PAGE EXTRACT:
(begin)

# Sequential consistency and the lazy caching algorithm

Rob Gerth

Intel Microprocessor Products Group, Strategic CAD Laboratories (SCL), 5200 NE Elam Young Parkway, JFT-104, Hillsboro, OR 97124-6497, USA  
(e-mail: robgerth@ichips.intel.com)

**Summary.** I introduce and discuss *sequential consistency*, a relaxed memory model, and define what it means for a protocol to implement sequential consistency. Then, I introduce the *lazy caching protocol* of Afek, Brown and Merritt [ABM93] and formalize it as a labeled transition system.

**Key words:** Sequential consistency – Weak memory models – Cache coherency – Parallel program verification

## 1 Introduction

In large multiprocessor architectures the design of efficient shared memory systems is important because the latency imposed on the processors when reading or writing should be kept at a minimum. This is usually achieved by interposing a *cache memory* between each processor and the shared memory system. A cache is private to a processor and contains a subset of the memory; hopefully containing most of the locations (variables) that the processor needs to access; i.e., the ‘cache-hit’ probability should be high. Such caches induce replication of data and hence there is a problem of *cache consistency*: if one processor updates the value at some location, all caches in the system that contain a copy of the location need to be updated. This is usually done by marking the location in the caches so that a subsequent access causes the location to be fetched from shared memory again, although variations exist. Clearly, changing a location and marking that location in other caches must be done as one atomic operation if memory is to behave as expected.

If the multiprocessor architecture is also distributed then such ‘write and mark’ operations cause unacceptable latencies. For instance, the DASH [LLG<sup>+</sup>] and KSR1 [BFKR92] architectures envisage up to 10000 workstations to be connected and to operate on a conceptually shared memory. Clearly, atomic write-and-marks not only cause processors to be delayed for 10s of milliseconds but also produce massive network congestion because at any time there will be many writes in progress.

The approach taken in such distributed shared memory architectures is to relax the constraints on the behav-

ior of a standard shared memory. Most of these relaxations are patterned after Lamport’s proposal of *sequential consistency* [Lam79]. In a standard memory the value that is read at a location must be the value that has last been written to that location. A sequentially correct memory satisfies a less stringent requirement: in Lamport’s words *the result of any execution [of the memory] is the same as if the operations [memory accesses] of all the processors were executed in some sequential order, and the operations of each individual processor appear in this sequence in the order specified by its program*.

The challenge that sequentially correct memory poses is not so much the verification of yet another complex protocol but rather the fact that sequential consistency does not comfortably fit the patterns of standard refinement strategies (trace inclusion, failure or ready trace equivalence, testing preorder, bisimulation).

The aim of this collection of papers is to appraise how verifying sequential consistency can be accommodated for in a number of refinement methods. This is done by actually verifying a sequential consistent memory—the lazy caching protocol of [ABM93]—using a variety of approaches. Although the protocol is proven correct in that paper, the proof is on a semantical level and is not grounded in a verification methodology.

(end)

GIVEN INFORMATION:

(begin)

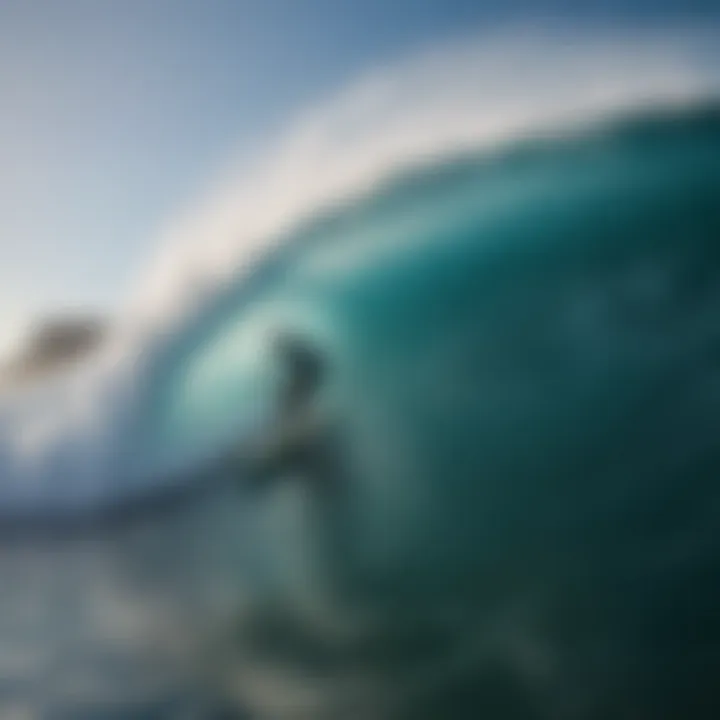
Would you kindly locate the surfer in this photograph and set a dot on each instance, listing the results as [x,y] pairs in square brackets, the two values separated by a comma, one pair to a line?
[300,442]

(end)

REQUIREMENTS:
1. Can you rewrite the sequential consistency article from "# Sequential consistency" down to "(e-mail: robgerth@ichips.intel.com)", putting "Beaverton" in place of "Hillsboro"?
2. Does the sequential consistency article agree with each statement below? Answer yes or no for each and quote the words that decide it. (a) The DASH and KSR1 architectures envisage up to 10000 workstations operating on a conceptually shared memory. (b) The proof that the lazy caching protocol is correct in [ABM93] is grounded in a verification methodology. (c) A cache is shared by all processors in the system.

LIST OF SOLUTIONS:
1.
# Sequential consistency and the lazy caching algorithm

Rob Gerth

Intel Microprocessor Products Group, Strategic CAD Laboratories (SCL), 5200 NE Elam Young Parkway, JFT-104, Beaverton, OR 97124-6497, USA  
(e-mail: robgerth@ichips.intel.com)

2.
(a) Yes: "envisage up to 10000 workstations to be connected and to operate on a conceptually shared memory"
(b) No: "the proof is on a semantical level and is not grounded in a verification methodology"
(c) No: "A cache is private to a processor"